*What you are asked to do:* Every line below from the one containing "Note: point to the street" through the one containing "Note: point to the paved" must be transcribed exactly. Omit all lines outside that stretch.

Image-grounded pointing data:
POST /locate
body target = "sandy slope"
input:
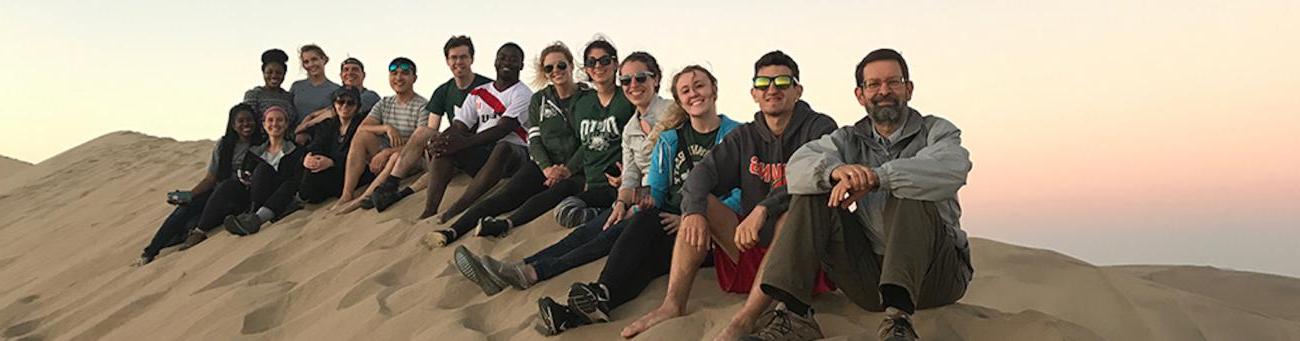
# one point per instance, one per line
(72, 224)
--
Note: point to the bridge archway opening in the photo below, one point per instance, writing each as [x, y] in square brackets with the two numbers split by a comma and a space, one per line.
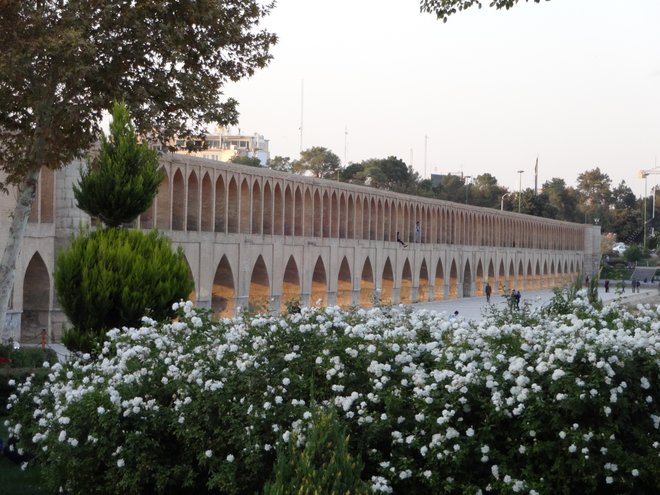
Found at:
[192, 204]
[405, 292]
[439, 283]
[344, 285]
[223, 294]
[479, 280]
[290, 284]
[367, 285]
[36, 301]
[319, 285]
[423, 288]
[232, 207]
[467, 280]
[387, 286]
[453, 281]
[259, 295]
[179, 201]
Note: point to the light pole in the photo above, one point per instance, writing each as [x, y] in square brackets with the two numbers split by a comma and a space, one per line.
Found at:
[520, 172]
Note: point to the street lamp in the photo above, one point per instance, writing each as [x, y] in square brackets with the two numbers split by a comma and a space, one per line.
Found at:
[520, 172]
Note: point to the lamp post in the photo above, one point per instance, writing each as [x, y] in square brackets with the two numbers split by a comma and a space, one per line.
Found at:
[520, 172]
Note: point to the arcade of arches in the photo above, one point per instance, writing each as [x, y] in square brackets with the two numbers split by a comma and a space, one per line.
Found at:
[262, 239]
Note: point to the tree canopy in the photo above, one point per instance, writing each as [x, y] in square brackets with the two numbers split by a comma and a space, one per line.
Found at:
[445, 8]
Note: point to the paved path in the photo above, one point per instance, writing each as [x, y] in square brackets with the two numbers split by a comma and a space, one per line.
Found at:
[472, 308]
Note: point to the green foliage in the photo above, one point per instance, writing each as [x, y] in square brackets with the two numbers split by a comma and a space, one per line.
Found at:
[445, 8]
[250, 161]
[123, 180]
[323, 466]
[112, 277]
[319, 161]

*Reply to the exercise:*
Note: point to the street lamp in the photo above, one point per instance, writing each as [x, y] in square brackets with the two numbers split by a comma and a space, one per line.
Found at:
[520, 172]
Note: point to the lamp post in the photo above, one point per instance, writing each as [x, y] in square brackets with the two numbers split by a comma and a space, one per line.
Found at:
[520, 172]
Note: point to the arcade of arches in the photo above, one point per instance, writing each as [x, y] in square brackets with the two numbers split by a comma and a space, one per line.
Found at:
[262, 239]
Note: point to the tree canopy in the photo above, one point per instance, writing each as [x, y] in square brackets with the two numbers split by a comma and a space, one per line.
Found at:
[445, 8]
Note: point to the paved path in the photo above, one point per instance, writing each as [x, y] in square brackets with the two numbers split by a comma and a space, one per line.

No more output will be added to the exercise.